Stored records:
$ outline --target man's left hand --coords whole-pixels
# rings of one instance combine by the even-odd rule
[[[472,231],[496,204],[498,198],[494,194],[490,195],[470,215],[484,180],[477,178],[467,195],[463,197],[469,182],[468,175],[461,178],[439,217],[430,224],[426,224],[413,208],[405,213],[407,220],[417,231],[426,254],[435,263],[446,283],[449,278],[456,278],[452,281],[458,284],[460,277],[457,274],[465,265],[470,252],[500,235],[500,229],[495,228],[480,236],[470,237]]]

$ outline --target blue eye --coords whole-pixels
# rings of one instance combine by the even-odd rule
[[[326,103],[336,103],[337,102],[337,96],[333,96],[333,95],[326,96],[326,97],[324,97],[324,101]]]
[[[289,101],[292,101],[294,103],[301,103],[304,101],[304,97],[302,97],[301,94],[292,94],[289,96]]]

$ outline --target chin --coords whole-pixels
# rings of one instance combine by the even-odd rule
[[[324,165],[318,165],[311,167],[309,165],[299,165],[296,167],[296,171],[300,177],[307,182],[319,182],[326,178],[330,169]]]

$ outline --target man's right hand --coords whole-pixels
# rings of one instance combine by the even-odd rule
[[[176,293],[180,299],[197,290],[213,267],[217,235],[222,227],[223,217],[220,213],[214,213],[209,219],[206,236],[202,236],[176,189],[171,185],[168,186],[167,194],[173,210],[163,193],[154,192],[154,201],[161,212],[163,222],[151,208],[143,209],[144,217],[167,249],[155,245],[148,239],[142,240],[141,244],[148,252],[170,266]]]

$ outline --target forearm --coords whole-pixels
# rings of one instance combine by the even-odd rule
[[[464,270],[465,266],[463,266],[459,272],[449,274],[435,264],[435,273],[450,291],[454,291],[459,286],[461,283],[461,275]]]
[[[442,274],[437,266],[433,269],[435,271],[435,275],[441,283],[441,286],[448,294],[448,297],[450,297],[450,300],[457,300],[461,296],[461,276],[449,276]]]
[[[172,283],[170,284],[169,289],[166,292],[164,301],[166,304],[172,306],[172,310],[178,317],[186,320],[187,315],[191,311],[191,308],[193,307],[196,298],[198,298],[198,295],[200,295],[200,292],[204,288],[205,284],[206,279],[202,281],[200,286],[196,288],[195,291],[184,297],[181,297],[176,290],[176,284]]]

# [AIM OF THE EXERCISE]
Show all lines in the records above that hold "pixels".

# [TASK RESPONSE]
$ outline --target man's left hand --coords whole-pixels
$ outline --target blue eye --coords whole-pixels
$ outline --target chin --coords whole-pixels
$ outline --target man's right hand --coords whole-pixels
$ outline --target forearm --coords whole-pixels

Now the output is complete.